First held as an enemy combatant, a U.S. court later ruled that al-Marri was entitled to a federal hearing. In a 2009 plea agreement, he pled guilty in exchange for a 15-year prison sentence. Released earlier this month to his native country of Qatar, he can expect plenty of company in that part of the world as President Obama has called on Congress to lift remaining restrictions on detainee transfers so he can close the prison at Guantanamo Bay, Cuba.
To be fair, the release of dangerous detainees is not new and hundreds were released during the Bush administration. But at a time when ISIS is committing the most gruesome atrocities imaginable, it is the precise opposite of what we should be doing.
In 2006, a delegation from The American Legion visited the detention facility at Guantanamo. Tom Bock, who was the organization’s national commander at the time, reported a very different environment than the description offered by many detainee lawyers and agenda-driven human rights organizations.
“The United States may be the only country whose captured enemy combatants gain weight during their detention,” Bock said at the time, while taking note of the excellent prison cuisine. “The members of Joint Task Force Guantanamo are absolute professionals. One guard had feces thrown on him just before we arrived. He calmly showered and changed his uniform. The abuse at Guantanamo is coming from the detainees, not our military.”
Bock added that the detainee medical clinic provided excellent health care, far superior to what most of the detainees were able to receive in their home countries prior to their capture.
According to the Foundation for Defense of Democracies, 30 percent of released Guantanamo detainees have engaged in further terrorist activities.

# [Extracted information]
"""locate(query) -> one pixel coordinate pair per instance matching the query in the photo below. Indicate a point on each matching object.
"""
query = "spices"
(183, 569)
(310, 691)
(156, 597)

--

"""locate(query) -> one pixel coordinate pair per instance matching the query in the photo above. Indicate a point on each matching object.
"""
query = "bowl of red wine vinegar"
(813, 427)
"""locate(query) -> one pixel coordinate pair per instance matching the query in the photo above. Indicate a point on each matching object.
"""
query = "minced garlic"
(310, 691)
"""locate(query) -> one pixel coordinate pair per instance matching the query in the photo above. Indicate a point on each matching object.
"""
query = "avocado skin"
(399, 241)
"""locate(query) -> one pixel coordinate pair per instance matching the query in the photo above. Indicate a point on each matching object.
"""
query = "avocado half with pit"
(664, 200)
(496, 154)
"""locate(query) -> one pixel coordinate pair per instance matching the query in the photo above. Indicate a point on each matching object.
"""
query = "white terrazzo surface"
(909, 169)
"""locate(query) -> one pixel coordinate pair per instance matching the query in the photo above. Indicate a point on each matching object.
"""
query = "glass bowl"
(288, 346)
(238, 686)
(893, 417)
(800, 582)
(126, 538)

# [Work task]
In the text about Guantanamo detainees, what share of released detainees does the Foundation for Defense of Democracies say have engaged in further terrorist activities?

# [Answer to the exercise]
30 percent